** Extracted records **
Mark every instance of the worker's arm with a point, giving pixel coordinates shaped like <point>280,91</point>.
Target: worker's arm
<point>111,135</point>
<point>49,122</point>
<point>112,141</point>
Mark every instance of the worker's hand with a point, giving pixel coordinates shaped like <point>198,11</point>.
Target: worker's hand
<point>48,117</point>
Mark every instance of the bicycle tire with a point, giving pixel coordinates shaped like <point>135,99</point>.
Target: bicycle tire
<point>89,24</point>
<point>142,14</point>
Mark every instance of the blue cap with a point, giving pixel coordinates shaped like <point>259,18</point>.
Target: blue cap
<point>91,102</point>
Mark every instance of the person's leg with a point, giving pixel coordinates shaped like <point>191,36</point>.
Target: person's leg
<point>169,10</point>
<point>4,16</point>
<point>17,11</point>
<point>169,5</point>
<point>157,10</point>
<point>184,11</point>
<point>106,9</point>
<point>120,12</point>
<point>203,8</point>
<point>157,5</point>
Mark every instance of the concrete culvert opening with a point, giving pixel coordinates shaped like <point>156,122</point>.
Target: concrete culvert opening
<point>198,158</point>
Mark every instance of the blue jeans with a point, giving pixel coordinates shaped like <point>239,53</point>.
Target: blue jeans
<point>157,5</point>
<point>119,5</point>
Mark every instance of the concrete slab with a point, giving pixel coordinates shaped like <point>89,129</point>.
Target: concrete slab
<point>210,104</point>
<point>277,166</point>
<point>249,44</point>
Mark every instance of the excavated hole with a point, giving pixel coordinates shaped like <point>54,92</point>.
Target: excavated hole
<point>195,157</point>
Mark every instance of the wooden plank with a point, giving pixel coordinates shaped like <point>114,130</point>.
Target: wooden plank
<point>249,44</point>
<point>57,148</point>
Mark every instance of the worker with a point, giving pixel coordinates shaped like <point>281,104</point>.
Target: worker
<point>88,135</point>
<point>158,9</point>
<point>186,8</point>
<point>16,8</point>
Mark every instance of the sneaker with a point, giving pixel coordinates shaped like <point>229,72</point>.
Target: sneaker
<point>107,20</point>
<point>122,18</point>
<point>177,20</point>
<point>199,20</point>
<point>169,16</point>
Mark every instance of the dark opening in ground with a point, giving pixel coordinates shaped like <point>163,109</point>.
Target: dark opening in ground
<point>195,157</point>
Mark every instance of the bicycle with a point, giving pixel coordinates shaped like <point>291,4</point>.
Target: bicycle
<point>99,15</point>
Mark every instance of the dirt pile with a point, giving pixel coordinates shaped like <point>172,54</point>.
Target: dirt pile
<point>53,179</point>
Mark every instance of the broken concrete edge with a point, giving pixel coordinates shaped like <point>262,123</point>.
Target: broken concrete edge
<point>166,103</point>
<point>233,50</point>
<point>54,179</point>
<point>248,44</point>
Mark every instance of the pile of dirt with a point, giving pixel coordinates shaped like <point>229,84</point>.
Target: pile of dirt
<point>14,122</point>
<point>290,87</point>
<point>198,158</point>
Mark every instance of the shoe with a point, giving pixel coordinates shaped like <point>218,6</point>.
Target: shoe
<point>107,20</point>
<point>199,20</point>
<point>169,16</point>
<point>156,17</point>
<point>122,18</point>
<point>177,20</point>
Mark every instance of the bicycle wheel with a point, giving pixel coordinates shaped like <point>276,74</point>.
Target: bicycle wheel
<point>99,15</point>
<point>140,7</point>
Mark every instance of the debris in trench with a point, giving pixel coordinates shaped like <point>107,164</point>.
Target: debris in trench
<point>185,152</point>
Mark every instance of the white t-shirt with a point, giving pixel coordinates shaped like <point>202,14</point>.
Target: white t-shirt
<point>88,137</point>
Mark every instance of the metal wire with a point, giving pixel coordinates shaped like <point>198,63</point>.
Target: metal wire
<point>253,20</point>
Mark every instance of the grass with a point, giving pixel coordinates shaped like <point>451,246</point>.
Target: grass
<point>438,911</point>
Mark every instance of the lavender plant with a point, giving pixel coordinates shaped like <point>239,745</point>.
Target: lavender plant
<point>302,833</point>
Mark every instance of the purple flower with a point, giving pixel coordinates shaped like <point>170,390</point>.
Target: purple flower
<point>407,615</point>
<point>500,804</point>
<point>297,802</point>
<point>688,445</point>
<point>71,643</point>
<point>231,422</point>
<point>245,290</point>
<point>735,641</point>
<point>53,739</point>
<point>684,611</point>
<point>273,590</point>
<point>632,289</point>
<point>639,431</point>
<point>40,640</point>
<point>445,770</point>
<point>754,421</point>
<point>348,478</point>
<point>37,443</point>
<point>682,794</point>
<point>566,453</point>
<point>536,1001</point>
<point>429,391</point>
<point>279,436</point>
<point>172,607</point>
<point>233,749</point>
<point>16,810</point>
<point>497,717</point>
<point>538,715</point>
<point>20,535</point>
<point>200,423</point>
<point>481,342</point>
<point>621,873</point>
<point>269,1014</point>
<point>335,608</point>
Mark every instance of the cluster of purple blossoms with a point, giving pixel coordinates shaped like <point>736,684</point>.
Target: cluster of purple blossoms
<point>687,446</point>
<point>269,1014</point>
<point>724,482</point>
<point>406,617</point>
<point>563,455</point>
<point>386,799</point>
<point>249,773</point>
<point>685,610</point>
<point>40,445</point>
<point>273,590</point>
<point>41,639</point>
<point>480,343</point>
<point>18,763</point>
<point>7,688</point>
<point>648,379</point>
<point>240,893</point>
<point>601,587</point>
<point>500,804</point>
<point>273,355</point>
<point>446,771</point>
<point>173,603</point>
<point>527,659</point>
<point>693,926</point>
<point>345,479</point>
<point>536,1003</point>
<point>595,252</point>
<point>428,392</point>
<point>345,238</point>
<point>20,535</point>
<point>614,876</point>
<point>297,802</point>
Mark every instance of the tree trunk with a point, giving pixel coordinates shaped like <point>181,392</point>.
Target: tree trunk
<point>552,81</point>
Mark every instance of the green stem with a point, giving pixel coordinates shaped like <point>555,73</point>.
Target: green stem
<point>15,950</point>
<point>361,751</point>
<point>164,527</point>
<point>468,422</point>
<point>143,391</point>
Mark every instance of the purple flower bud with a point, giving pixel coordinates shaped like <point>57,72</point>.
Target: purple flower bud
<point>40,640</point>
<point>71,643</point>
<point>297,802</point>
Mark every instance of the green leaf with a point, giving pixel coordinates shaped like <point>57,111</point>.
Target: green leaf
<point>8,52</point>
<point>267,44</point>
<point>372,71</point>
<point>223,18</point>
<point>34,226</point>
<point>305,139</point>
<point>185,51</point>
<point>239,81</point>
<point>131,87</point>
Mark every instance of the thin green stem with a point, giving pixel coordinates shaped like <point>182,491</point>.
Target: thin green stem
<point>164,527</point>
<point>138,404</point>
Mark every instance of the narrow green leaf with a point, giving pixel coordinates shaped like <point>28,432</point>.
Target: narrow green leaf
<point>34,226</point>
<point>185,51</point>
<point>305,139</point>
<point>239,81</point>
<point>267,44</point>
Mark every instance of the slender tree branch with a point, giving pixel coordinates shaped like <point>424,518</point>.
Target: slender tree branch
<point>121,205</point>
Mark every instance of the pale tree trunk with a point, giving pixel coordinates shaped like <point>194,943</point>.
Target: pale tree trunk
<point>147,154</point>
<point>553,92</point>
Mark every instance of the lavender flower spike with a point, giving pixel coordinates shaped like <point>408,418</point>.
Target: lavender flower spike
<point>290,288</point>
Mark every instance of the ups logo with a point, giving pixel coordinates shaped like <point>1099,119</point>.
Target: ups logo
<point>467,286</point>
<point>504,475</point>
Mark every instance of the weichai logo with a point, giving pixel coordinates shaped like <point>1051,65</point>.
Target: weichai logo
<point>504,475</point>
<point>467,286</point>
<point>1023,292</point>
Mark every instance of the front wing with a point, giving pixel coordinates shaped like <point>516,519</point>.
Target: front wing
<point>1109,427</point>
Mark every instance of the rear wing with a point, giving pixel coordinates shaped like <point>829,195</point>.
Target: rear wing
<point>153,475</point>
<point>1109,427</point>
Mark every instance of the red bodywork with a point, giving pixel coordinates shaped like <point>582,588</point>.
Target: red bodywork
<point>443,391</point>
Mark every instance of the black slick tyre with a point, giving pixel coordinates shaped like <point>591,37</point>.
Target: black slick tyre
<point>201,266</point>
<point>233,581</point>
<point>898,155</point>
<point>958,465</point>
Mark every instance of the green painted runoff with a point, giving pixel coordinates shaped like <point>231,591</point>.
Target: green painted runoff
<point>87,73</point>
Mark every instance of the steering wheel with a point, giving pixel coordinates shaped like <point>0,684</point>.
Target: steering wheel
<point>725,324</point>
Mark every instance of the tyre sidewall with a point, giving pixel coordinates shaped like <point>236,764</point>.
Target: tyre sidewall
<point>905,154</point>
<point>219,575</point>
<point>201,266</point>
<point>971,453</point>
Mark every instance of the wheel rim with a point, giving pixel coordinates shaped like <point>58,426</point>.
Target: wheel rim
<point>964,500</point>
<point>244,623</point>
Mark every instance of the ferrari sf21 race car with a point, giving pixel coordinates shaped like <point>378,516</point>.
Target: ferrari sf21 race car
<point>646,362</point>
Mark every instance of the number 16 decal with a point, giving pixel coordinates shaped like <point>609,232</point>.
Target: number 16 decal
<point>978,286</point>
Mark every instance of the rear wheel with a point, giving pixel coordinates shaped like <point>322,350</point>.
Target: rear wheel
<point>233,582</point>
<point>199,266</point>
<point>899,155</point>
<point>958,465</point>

** Goal of the exercise **
Starting at the line that contains "Mark every instance of the wheel", copy each line exactly through the end of the listing above. Include that first line and the last one, and add nothing.

** Exercise result **
Mark every instance of the wheel rim with a point, giving pixel coordinates shaped like <point>58,426</point>.
Target: wheel rim
<point>964,500</point>
<point>244,623</point>
Mark every instance of the ferrari sf21 race car with a point, giving pixel coordinates shaped like <point>378,516</point>.
Target: ferrari sf21 race car
<point>646,362</point>
Mark every instance of the number 16 decal with a point, giving pixel coordinates shaped like <point>609,232</point>.
Target: number 16 decal
<point>978,286</point>
Mark every instance of the rear wheel with a point, giving pixel coordinates shaped like <point>322,350</point>.
Target: rear wheel
<point>233,582</point>
<point>199,266</point>
<point>899,155</point>
<point>958,465</point>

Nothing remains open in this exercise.